> _Excerpted data_:

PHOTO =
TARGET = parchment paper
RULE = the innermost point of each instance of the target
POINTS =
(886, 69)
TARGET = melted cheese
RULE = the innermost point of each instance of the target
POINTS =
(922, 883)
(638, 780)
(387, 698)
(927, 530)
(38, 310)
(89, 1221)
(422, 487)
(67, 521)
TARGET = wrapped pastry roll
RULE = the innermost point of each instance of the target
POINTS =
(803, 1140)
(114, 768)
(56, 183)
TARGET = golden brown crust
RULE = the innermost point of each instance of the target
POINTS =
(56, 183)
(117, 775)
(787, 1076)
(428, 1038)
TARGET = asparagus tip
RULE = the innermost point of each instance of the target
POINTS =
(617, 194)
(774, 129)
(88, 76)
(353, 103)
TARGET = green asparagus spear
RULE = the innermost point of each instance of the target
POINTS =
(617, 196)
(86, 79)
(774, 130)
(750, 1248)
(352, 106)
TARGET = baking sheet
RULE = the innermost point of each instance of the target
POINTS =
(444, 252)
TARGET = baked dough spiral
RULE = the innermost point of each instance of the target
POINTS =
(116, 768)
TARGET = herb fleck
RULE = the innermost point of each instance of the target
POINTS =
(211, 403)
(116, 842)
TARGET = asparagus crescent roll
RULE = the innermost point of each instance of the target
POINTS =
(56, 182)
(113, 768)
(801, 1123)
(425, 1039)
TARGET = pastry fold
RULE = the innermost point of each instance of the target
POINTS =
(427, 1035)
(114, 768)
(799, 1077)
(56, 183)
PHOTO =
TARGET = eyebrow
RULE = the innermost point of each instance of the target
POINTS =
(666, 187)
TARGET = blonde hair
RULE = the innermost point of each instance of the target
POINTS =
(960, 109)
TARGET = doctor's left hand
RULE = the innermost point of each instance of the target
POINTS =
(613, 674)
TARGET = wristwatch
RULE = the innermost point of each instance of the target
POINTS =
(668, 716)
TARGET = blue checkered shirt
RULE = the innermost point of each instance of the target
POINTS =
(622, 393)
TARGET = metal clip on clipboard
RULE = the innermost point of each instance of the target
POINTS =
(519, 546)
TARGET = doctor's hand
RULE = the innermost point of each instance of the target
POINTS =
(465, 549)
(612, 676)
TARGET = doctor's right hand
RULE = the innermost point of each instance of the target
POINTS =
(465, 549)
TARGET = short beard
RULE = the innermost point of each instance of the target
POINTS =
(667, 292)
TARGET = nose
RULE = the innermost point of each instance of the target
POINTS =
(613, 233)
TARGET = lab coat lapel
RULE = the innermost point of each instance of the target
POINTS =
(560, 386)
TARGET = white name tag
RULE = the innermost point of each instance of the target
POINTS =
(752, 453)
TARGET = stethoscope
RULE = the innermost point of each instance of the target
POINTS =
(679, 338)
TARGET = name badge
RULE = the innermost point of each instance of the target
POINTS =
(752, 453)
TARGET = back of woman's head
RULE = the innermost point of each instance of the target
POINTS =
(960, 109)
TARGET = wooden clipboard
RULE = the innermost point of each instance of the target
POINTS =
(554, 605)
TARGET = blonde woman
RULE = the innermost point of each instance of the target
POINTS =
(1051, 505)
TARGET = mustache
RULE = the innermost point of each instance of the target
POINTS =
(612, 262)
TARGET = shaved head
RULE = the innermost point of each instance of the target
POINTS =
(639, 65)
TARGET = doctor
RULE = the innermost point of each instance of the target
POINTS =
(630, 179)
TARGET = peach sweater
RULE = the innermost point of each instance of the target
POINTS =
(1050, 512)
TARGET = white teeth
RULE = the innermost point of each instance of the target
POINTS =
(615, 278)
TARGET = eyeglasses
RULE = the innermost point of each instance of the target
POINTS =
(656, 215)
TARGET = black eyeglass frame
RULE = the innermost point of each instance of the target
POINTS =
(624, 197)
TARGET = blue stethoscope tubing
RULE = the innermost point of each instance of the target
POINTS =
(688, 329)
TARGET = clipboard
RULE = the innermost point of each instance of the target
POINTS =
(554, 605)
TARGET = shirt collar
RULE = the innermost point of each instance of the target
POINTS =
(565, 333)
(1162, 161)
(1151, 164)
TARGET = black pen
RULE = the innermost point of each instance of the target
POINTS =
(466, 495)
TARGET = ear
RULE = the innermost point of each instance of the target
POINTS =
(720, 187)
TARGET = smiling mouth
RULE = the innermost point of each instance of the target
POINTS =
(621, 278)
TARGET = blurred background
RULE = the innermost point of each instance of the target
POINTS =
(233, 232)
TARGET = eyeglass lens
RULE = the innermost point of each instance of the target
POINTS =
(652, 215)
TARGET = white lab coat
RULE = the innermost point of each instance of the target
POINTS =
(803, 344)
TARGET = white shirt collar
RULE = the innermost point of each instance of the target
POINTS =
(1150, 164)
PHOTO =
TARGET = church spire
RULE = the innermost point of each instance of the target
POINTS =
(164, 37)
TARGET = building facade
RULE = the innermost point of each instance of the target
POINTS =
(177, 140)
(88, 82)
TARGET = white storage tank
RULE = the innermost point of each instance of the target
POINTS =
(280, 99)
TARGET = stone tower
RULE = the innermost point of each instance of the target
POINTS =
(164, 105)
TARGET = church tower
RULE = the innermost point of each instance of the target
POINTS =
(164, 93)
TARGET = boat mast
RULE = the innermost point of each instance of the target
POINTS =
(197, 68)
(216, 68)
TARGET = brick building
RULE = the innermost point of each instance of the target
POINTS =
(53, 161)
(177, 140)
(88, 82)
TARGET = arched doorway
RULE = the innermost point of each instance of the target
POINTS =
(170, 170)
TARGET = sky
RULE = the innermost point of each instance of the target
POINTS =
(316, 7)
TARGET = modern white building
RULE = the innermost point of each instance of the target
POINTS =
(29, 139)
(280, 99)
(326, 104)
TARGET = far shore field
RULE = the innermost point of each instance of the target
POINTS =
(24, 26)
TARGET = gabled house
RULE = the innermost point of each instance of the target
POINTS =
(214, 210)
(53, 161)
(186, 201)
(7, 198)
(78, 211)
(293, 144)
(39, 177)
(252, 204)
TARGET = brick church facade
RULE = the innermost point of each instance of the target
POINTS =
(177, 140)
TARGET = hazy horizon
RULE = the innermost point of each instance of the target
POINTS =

> _Given instruction_:
Your task is to return, exactly and on their own, the lines from the one containing "TARGET = black pen" through the last line of the listing.

> _Reply_:
TARGET = black pen
RULE = the innermost point of each instance of the target
POINTS =
(466, 495)
TARGET = ear
RULE = the innermost point of each instance of the target
POINTS =
(720, 187)
TARGET = smiling mouth
RULE = the innermost point of each instance of the target
POINTS =
(621, 278)
TARGET = blurred background
RULE = the innermost point of each instance of the target
POINTS =
(233, 232)
TARGET = eyeglass lens
RULE = the innermost point of each instance of the target
POINTS =
(652, 215)
TARGET = white lab coat
RULE = the innermost point of each instance of the target
POINTS =
(803, 344)
TARGET = white shirt collar
RULE = the innermost point of each instance of the target
POINTS =
(1150, 164)
PHOTO =
TARGET = church spire
RULE = the innermost point of each instance of the target
POINTS =
(164, 37)
TARGET = building facade
RULE = the innermost point of each instance of the target
POINTS =
(177, 140)
(88, 82)
TARGET = white storage tank
RULE = the innermost point of each instance of the target
POINTS =
(280, 99)
TARGET = stone tower
RULE = the innermost point of each instance of the target
POINTS =
(164, 105)
TARGET = church tower
RULE = the innermost point of each instance of the target
POINTS =
(164, 93)
TARGET = boat mast
RULE = the innermost point of each instance of the target
POINTS =
(197, 68)
(216, 68)
TARGET = brick building
RULE = the innermost point of each instance of the target
POINTS =
(53, 161)
(177, 140)
(88, 82)
TARGET = arched doorway
RULE = the innermost point of each instance of the target
POINTS =
(170, 170)
TARGET = sky
RULE = the innermost point of each instance of the target
POINTS =
(316, 7)
TARGET = modern white building
RULE = the innermost point of each instance of the target
POINTS =
(29, 139)
(280, 99)
(326, 104)
TARGET = far shore field
RULE = the innermost point of each instance of the target
POINTS =
(24, 26)
TARGET = gabled house
RULE = the innermost point of each instance of the target
POINTS =
(214, 210)
(53, 161)
(186, 201)
(7, 198)
(78, 211)
(293, 144)
(39, 177)
(252, 204)
TARGET = brick church facade
RULE = the innermost point of each instance of the target
POINTS =
(177, 140)
TARGET = hazy horizon
RULE = the innermost point of each instance of the target
POINTS =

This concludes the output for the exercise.